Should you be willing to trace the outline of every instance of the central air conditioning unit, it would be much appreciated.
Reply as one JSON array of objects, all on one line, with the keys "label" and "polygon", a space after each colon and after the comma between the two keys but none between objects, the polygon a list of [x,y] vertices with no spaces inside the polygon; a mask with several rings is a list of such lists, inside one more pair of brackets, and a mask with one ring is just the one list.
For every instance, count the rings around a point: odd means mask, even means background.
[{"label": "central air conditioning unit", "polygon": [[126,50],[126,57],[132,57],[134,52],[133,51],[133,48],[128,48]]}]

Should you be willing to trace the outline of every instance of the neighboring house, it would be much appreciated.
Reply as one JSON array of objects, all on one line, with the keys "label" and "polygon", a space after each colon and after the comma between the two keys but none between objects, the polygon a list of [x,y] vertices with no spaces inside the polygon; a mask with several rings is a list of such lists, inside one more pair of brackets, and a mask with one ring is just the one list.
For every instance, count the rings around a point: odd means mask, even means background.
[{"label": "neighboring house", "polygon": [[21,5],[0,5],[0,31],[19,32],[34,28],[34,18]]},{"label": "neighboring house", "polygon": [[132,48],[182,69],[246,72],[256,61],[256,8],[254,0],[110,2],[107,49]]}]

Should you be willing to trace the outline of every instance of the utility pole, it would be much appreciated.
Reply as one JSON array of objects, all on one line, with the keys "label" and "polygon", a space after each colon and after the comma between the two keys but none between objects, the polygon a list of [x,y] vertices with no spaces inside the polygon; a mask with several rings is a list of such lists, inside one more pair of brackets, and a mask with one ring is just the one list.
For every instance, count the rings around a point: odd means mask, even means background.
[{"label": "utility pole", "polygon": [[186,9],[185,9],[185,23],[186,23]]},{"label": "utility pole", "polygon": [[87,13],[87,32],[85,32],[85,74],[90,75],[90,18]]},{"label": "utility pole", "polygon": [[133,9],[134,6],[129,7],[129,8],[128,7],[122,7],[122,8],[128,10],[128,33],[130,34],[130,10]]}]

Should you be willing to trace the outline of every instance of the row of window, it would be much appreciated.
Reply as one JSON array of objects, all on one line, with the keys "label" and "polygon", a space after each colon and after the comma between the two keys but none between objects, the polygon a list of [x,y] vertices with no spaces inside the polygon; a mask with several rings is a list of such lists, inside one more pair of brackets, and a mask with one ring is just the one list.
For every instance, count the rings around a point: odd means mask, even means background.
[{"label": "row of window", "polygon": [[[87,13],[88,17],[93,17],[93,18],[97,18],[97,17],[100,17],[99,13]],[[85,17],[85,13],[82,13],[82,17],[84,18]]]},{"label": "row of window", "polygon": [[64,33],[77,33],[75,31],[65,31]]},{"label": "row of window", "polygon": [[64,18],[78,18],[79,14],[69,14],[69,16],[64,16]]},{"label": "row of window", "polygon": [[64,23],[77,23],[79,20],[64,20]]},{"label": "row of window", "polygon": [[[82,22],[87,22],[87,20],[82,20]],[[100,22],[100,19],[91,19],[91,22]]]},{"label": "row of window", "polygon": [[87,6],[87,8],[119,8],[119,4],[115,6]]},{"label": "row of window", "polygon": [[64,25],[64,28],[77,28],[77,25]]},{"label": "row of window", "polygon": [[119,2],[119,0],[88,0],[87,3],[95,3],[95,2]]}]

════════════════

◆ **Your objective**: Please give the lines of the entries above, from the line containing "window, it would be much appreciated." through the last line, as a numbered list, leaving out any blank lines.

◆ **The reply**:
1. Should you be willing to trace the outline of every instance of the row of window, it would be much appreciated.
2. Reply as one JSON array of objects, all on one line, with the keys "label" and "polygon", a space after each colon and after the comma between the two keys but none between objects, the polygon a list of [x,y] vertices with no spaces inside the polygon; a mask with several rings is a list of such lists, inside one more pair of brackets, and a mask with one ring is just the one list.
3. For every instance, count the rings around a point: odd means mask, even means background.
4. [{"label": "row of window", "polygon": [[[87,13],[88,17],[93,17],[93,18],[97,18],[97,17],[100,17],[99,13]],[[85,17],[85,13],[82,13],[82,17],[84,18]]]},{"label": "row of window", "polygon": [[64,33],[77,33],[75,31],[65,31]]},{"label": "row of window", "polygon": [[64,18],[78,18],[79,14],[69,14],[69,16],[64,16]]},{"label": "row of window", "polygon": [[64,23],[77,23],[79,20],[64,20]]},{"label": "row of window", "polygon": [[[82,22],[87,22],[87,20],[82,20]],[[100,22],[100,19],[91,19],[91,22]]]},{"label": "row of window", "polygon": [[87,6],[87,8],[119,8],[119,4],[115,6]]},{"label": "row of window", "polygon": [[64,25],[64,28],[77,28],[77,25]]},{"label": "row of window", "polygon": [[119,2],[119,0],[88,0],[87,3],[95,3],[95,2]]}]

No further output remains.